* WORK INSTRUCTIONS *
Restate word for word the lines from the one containing "Reviewer note: every instance of the spruce" through the end of the listing below, with both ends included.

(Entries from a dataset)
[START]

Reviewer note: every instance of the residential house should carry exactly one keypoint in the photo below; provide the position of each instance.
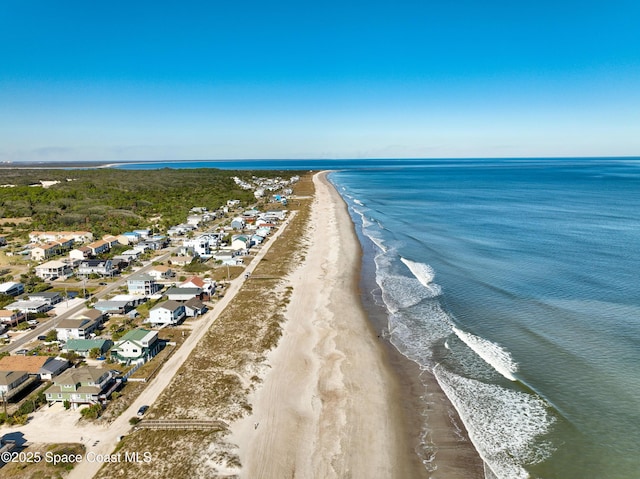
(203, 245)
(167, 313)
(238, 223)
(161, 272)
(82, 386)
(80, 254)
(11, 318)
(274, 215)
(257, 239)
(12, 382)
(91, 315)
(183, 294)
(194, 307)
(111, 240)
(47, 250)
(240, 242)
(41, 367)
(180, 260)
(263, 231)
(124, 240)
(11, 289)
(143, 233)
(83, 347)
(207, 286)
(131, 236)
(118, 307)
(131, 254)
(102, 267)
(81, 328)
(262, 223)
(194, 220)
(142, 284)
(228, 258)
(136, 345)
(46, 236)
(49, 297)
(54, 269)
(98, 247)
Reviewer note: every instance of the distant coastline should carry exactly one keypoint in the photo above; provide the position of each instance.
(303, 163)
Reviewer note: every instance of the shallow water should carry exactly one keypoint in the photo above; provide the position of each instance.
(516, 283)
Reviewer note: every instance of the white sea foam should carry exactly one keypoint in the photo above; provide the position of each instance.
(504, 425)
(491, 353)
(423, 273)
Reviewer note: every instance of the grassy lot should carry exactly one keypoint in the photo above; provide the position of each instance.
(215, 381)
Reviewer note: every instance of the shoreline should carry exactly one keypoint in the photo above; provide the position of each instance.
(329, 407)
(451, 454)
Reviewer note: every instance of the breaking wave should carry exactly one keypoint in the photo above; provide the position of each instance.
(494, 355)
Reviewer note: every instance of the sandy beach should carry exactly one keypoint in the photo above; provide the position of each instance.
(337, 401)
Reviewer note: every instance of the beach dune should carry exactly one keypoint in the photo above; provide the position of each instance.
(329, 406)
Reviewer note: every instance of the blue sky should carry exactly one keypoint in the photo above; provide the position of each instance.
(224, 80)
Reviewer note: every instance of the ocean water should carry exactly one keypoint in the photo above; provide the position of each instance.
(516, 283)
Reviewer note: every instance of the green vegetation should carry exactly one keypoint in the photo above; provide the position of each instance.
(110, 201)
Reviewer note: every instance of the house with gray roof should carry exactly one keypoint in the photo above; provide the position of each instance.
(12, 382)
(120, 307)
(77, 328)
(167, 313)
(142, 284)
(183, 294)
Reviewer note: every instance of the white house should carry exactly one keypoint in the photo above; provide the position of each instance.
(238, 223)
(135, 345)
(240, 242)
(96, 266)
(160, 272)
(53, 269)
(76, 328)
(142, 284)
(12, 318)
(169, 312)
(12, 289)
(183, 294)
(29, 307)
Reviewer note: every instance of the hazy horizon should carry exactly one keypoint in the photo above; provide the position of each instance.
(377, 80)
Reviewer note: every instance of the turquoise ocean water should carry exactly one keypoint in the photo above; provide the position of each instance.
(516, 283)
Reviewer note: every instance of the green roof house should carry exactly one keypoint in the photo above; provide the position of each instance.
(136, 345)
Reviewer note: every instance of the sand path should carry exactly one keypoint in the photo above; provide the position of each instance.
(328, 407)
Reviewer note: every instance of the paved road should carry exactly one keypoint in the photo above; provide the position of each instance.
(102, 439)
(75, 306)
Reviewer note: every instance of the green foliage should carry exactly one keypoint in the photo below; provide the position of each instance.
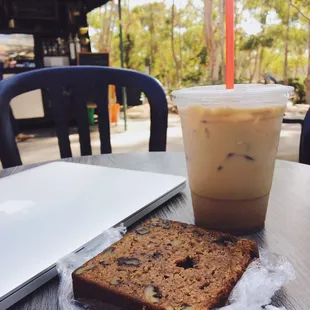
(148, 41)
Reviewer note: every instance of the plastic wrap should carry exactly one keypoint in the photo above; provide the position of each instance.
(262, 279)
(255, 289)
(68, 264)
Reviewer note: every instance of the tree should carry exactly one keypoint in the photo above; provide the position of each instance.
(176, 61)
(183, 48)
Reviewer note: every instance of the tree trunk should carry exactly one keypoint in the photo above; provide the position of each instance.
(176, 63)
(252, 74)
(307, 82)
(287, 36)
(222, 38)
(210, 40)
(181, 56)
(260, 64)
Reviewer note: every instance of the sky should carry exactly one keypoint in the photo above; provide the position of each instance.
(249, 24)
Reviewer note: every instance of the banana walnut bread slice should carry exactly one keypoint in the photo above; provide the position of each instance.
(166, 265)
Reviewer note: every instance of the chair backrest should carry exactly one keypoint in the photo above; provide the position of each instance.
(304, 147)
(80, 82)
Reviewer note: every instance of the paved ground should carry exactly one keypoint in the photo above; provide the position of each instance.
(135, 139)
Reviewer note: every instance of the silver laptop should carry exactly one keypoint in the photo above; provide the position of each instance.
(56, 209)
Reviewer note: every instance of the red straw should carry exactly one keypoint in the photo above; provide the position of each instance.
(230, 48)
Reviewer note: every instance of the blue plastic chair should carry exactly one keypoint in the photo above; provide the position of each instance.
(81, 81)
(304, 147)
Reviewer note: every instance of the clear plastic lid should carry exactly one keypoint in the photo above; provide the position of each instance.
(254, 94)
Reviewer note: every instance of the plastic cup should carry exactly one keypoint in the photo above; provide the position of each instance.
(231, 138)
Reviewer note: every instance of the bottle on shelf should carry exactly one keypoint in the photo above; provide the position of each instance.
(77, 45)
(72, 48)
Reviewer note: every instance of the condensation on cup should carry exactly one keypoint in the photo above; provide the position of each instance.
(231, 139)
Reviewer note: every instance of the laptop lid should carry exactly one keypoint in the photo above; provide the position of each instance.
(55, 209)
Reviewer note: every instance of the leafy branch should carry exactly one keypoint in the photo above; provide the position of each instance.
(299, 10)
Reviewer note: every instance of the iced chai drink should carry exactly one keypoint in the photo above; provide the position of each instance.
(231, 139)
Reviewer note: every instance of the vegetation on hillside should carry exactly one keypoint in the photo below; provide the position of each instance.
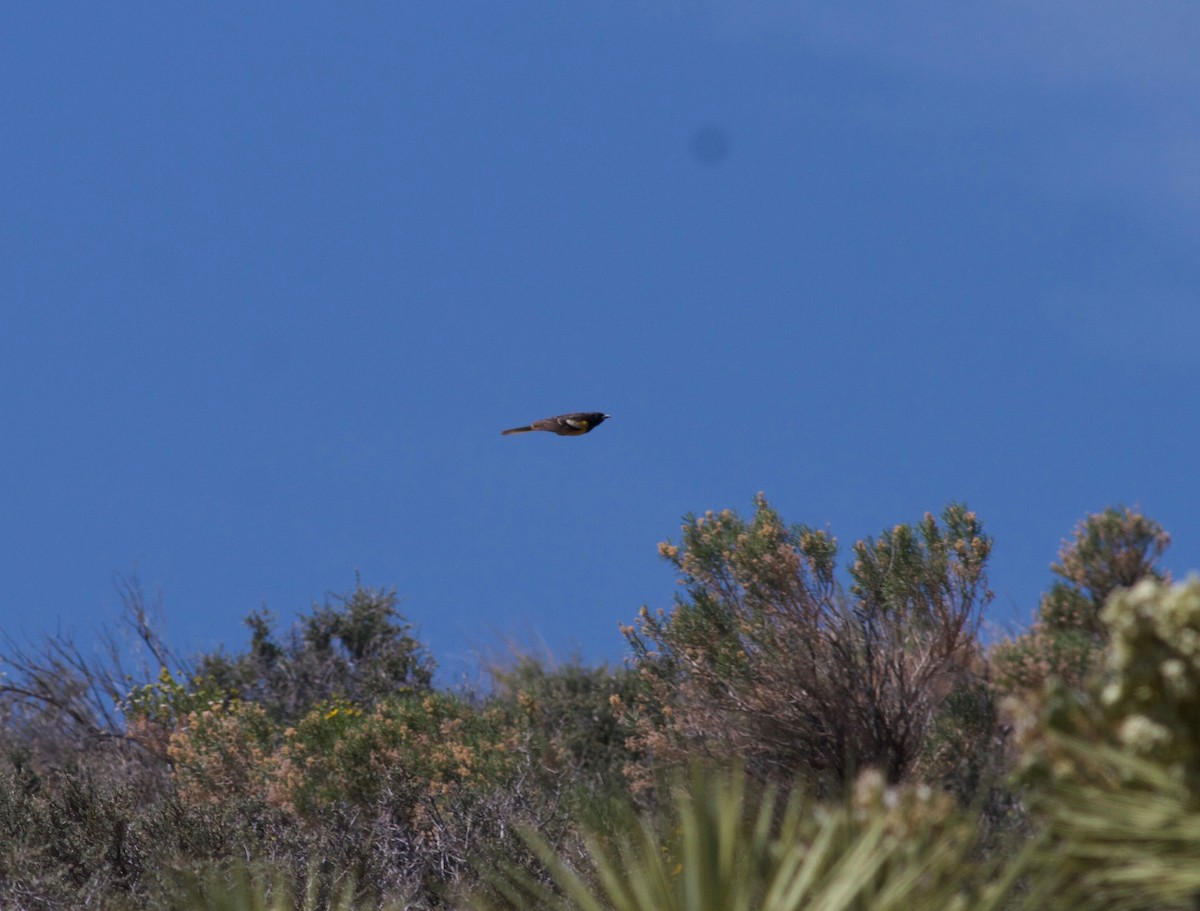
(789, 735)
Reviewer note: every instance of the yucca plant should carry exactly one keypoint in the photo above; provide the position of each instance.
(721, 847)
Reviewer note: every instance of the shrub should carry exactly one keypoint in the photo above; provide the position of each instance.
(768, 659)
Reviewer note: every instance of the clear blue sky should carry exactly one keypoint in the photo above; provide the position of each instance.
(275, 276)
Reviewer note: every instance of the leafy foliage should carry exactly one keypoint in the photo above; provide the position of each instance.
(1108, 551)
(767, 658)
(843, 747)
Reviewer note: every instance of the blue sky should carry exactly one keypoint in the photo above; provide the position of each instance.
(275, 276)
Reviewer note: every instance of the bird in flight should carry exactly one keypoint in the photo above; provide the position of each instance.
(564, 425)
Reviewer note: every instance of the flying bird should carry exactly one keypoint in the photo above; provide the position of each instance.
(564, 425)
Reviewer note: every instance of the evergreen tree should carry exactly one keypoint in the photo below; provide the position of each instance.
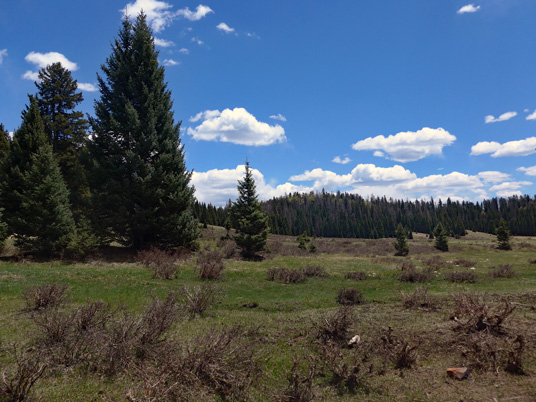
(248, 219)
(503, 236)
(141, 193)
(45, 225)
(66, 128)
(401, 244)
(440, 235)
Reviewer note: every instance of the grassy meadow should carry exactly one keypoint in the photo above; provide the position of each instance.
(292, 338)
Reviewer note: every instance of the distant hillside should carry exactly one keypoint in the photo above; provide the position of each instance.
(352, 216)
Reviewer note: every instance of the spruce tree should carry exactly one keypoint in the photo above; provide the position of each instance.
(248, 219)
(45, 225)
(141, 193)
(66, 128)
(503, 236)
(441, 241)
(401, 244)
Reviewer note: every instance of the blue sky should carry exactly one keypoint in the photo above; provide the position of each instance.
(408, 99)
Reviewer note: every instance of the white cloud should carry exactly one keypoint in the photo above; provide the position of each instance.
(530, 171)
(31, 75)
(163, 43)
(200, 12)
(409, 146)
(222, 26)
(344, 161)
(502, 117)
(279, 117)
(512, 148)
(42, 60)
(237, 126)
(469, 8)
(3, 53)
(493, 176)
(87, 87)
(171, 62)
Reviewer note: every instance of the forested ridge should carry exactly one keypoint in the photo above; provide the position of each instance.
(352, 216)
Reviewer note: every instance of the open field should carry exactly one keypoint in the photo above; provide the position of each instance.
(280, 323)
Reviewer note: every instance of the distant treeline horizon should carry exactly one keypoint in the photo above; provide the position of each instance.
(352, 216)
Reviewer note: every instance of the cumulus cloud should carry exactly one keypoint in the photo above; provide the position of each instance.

[END]

* REPLY TO THE EXERCISE *
Reviewer note: every instance of the spruce tree should carry exactly one keypoint in the photo above; provide the position of each instance.
(248, 219)
(45, 225)
(141, 193)
(66, 128)
(503, 236)
(441, 241)
(401, 244)
Reviewer note: every instance of the blue sky should carry exactly one keypoint in the photo above; provide the position of each instance.
(408, 99)
Reviewer note: every instance of the white cloud should carry exactly one keypoint in the photo above; provide the position of each instance.
(530, 171)
(31, 75)
(163, 43)
(200, 12)
(409, 146)
(222, 26)
(344, 161)
(502, 117)
(279, 117)
(512, 148)
(42, 60)
(237, 126)
(469, 8)
(3, 53)
(493, 176)
(87, 87)
(171, 62)
Reviewer note: every instance of the forested ridge should carry exactly one keypoint in the photo above; provide the position of each instance.
(352, 216)
Reviewer note: every instance of the open field should carry exactly one keypoint in the photo above; provide the position of each instance.
(280, 323)
Reviewer note: every instance of the distant treeline horizon should carry exactly one keypoint in the photo above; provide the position of each instance.
(352, 216)
Reviewer note: every instance of the cumulus cloud should carry exactly one keypoint in the photo above; provide the position of each instance.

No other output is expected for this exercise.